Short exercise
Render every line of the listing below as a Markdown table with two columns, "Row" and "Line." Number the rows in order and leave out blank lines.

Dataset extracts with box labels
──────
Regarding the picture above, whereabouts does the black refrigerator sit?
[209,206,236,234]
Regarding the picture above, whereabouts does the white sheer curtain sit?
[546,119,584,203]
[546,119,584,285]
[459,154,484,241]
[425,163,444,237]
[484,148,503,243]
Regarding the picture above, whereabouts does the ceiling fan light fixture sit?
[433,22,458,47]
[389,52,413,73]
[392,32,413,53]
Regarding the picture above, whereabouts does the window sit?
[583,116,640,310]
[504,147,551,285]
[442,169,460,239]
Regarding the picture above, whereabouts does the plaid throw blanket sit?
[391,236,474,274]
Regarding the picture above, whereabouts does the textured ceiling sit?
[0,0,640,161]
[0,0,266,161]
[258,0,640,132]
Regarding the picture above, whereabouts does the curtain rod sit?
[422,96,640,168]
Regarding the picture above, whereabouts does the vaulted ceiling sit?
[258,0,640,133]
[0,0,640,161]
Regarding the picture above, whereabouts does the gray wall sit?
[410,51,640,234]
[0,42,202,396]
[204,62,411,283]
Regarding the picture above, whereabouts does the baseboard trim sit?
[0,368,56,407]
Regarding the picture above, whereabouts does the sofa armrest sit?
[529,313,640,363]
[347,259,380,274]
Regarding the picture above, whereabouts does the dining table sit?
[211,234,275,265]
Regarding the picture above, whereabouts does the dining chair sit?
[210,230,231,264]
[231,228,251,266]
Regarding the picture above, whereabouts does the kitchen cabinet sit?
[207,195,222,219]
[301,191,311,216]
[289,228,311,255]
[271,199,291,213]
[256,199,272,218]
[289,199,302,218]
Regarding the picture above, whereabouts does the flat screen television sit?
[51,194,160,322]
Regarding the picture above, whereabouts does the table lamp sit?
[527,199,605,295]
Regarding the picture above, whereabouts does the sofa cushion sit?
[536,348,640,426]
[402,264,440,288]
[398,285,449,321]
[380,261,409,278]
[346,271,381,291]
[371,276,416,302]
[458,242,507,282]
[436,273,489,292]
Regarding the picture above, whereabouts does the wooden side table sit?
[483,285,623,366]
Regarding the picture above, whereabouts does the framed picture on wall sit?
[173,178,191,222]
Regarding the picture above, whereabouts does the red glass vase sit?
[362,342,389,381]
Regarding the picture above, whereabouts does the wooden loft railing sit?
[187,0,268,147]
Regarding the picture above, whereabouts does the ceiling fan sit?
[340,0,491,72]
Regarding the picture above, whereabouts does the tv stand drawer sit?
──────
Task response
| Row | Line |
|---|---|
| 1 | Regarding the picture above, whereabouts does the black refrigerator sit? |
| 2 | [209,206,236,234] |
| 3 | Regarding the picture above, whereabouts does the white sheer curtain sit? |
| 4 | [546,119,584,203] |
| 5 | [546,119,584,285] |
| 6 | [459,154,484,241] |
| 7 | [425,163,444,237] |
| 8 | [484,148,503,243] |
| 9 | Regarding the picture above, whereabouts does the ceiling fan light fixture sit? |
| 10 | [433,22,458,47] |
| 11 | [389,52,413,73] |
| 12 | [392,32,413,53] |
| 13 | Regarding the picture above, whereabouts does the window sit? |
| 14 | [583,116,640,310] |
| 15 | [504,147,551,285] |
| 16 | [442,169,460,239] |
| 17 | Regarding the picture above, whereabouts does the plaid throw blanket sit? |
| 18 | [391,236,474,274] |
| 19 | Regarding the picture above, whereabouts does the textured ceiling sit? |
| 20 | [0,0,640,161] |
| 21 | [0,0,266,161] |
| 22 | [258,0,640,132] |
| 23 | Regarding the picture above, whereabouts does the curtain rod sit? |
| 24 | [422,96,640,168] |
| 25 | Regarding the picture above, whereabouts does the vaulted ceiling sit? |
| 26 | [258,0,640,133] |
| 27 | [0,0,640,161] |
| 28 | Regarding the picture above, whereabouts does the gray wall sit? |
| 29 | [410,51,640,234] |
| 30 | [0,42,202,396] |
| 31 | [204,62,411,283] |
| 32 | Regarding the picture above, whereabouts does the baseboard trim sit? |
| 33 | [0,368,56,407] |
| 34 | Regarding the picture above, whereabouts does the sofa armrest sit? |
| 35 | [529,313,640,363] |
| 36 | [347,259,380,274] |
| 37 | Regarding the picture above, whereabouts does the dining table sit? |
| 38 | [211,234,275,265] |
| 39 | Regarding the picture above, whereabouts does the dining chair sit? |
| 40 | [210,230,231,264] |
| 41 | [231,228,251,266] |
| 42 | Regarding the picture above, whereabouts does the kitchen cabinet sit? |
| 43 | [207,195,222,219] |
| 44 | [301,191,311,216] |
| 45 | [289,228,311,255] |
| 46 | [271,199,291,213] |
| 47 | [256,199,272,218] |
| 48 | [289,199,302,218] |
| 49 | Regarding the picture above, whereabouts does the flat screen television sit? |
| 50 | [51,194,160,322] |
| 51 | Regarding the picture above, whereabouts does the table lamp sit? |
| 52 | [527,199,605,295] |
| 53 | Regarding the picture above, whereabouts does the sofa cushion sit? |
| 54 | [536,348,640,426] |
| 55 | [402,264,440,288] |
| 56 | [398,285,449,321] |
| 57 | [380,261,409,278] |
| 58 | [346,271,381,291] |
| 59 | [371,276,416,302] |
| 60 | [458,242,507,282] |
| 61 | [436,273,489,292] |
| 62 | Regarding the picture above, whereabouts does the wooden side table sit? |
| 63 | [483,285,623,366] |
| 64 | Regarding the picture above, whereabouts does the framed picture on wall sit? |
| 65 | [173,178,191,222] |
| 66 | Regarding the picture above, whereabouts does the red glass vase sit? |
| 67 | [362,342,389,381] |
| 68 | Regarding the picture above, whereabouts does the wooden loft railing sit? |
| 69 | [187,0,268,147] |
| 70 | Regarding the picture above, whereabouts does the ceiling fan sit? |
| 71 | [340,0,491,72] |
| 72 | Regarding the picture above, whereabouts does the tv stand drawer sit? |